>> Begin Text extract
That looks exactly like the fix for the 10.4.11 update that hoses out network preferences. I've been using that method for about a year now to fix that particular issue. But it makes sense as it sets network preferences back to a clean slate. Usually you don't need to delete all of them but three of them that are involved with the network preferences.


----------



## snapper67 (Nov 6, 2009)

daletrit said:


> Just to note im also on Virgin Media and have the same Netgear Router Snapper67 =)



Thanks for the info.  Which firmware are you on?  I have the following in my router status:

Account Name	WGR614v6
Firmware Version	V2.5.21_2.5.21



daletrit said:


> After ages trying to figure out why my new macbook pro wouldn't connect wirelessly to my new Netgear router I finally got it to connect.
> 
> What I did was set it up as a *WPA2 Key* and changed the wireless channel to *8*. The reason why 8 is because its not used very oftern!  And now I finaly have a wireless connection with my netgear router =)
> 
> ...
>> End Text extract
>> Begin Dataset entries
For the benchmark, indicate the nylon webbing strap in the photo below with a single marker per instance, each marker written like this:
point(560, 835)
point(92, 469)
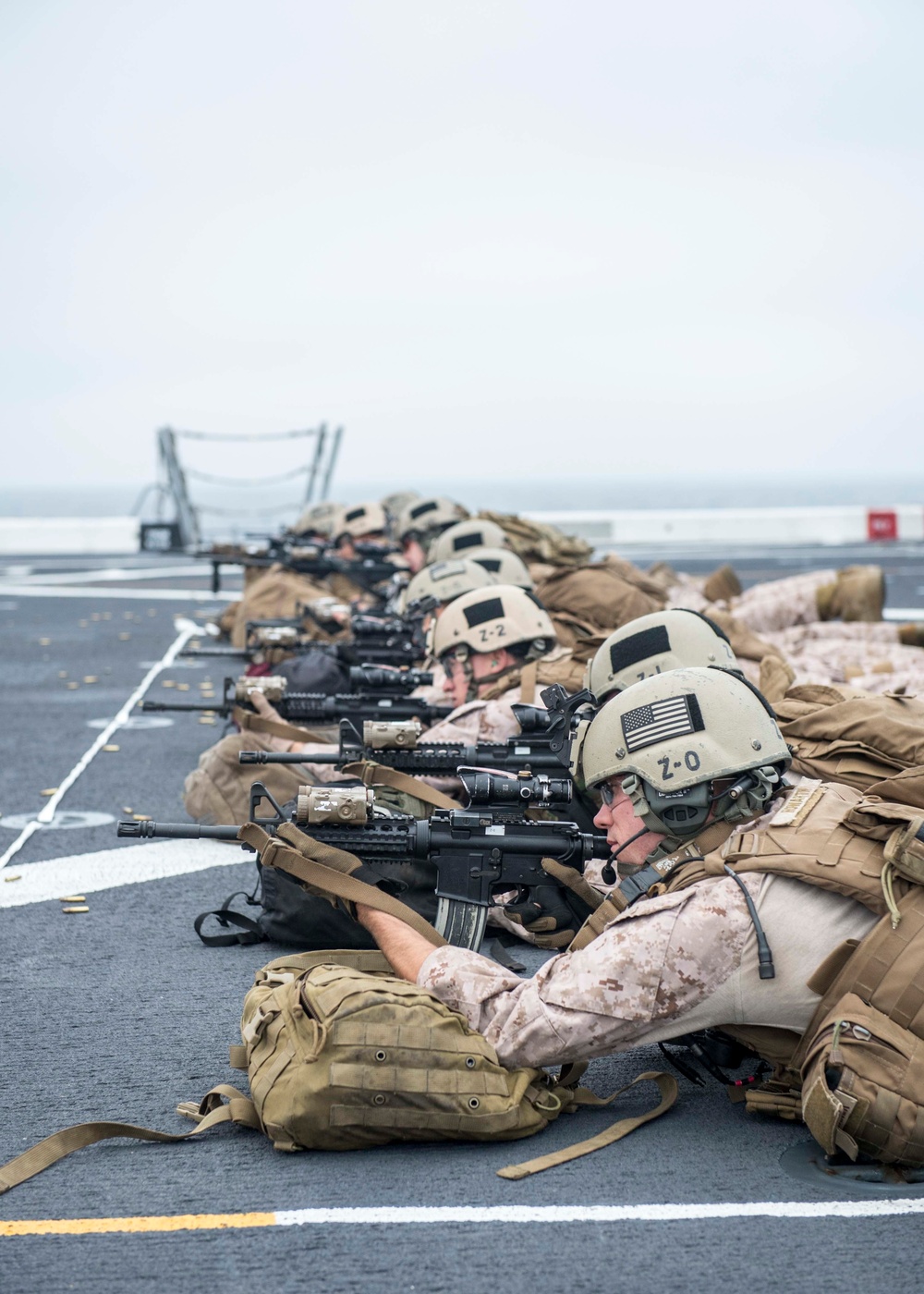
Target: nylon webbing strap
point(666, 1086)
point(529, 676)
point(571, 879)
point(371, 774)
point(249, 722)
point(328, 871)
point(61, 1144)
>> End Dataset entries
◆ **To do**:
1/ In the forum thread about the Netgear router, which wireless channel did daletrit switch to?
2/ Write the next part of the forum thread about the Netgear router, starting after its last sentence.
You can complete everything here without the records.

◆ **Answers to the tasks**:
1/ Channel 8.

2/
I was on channel 6 - according to iStumbler (on my Tiger iMac because iStumbler is incompatible with Snow Leopard) there were no other networks on that channel - but I've changed to 8 for now in line with your suggestion.  Just changing the channel hasn't helped.  I see no option to make the channel automatic.

I can't see how to set it to WPA2 - my Netgear screen doesn't give me that option.  Maybe it's the version or firmware?  I did try turning off encryption entirely but that didn't solve my problem either, which suggests to me that it's highly unlikely the encryption settings are relevant.

Remember: I do get connectivity, it's just slow and unreliable.  If your problem was that you couldn't connect at all, it's most likely a different problem.


----------



## milno (Sep 12, 2010)

I've been experiencing the same issue, and so far I haven't been able to achieve a permanent solution. The problem connecting to the internet started after I had my I/O board replaced at my local Apple Store. When I brought my MacBook Pro home, it was connected to my wireless router (Airport Express), yet I could not connect to the internet. 

Under my System Prefs/Network it said, "AirPort has the self-assigned IP address 169.254.111.112 and will not be able to connect to the Internet."

So I searched around on the internet, and I tried numerous suggestions without any success (dis/re-connecting modem and router, toggling firewall on/off, etc.)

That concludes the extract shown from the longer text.